>> Start EXTRACTED INFORMATION

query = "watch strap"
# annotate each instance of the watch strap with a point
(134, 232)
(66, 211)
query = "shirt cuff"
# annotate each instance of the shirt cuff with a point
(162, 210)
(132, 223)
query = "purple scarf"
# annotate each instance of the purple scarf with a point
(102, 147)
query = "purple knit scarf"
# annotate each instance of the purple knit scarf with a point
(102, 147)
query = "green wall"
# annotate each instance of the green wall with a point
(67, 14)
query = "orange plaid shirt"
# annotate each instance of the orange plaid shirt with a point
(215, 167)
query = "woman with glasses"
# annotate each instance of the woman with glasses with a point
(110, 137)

>> End EXTRACTED INFORMATION

### GOAL
Reproduce every line of the listing above without changing anything.

### ANSWER TO THIS PROBLEM
query = "watch strap"
# annotate each instance of the watch strap with a point
(134, 232)
(66, 211)
query = "shirt cuff"
# annotate each instance of the shirt cuff with a point
(162, 210)
(132, 223)
query = "purple scarf"
# annotate each instance of the purple scarf with a point
(102, 147)
query = "purple knit scarf"
# annotate each instance of the purple knit scarf with a point
(102, 147)
query = "green wall"
# annotate each instance of the green wall with a point
(67, 14)
query = "orange plaid shirt"
# annotate each instance of the orange plaid shirt with a point
(215, 167)
query = "woman with glasses"
# annotate each instance of the woman with glasses with a point
(110, 137)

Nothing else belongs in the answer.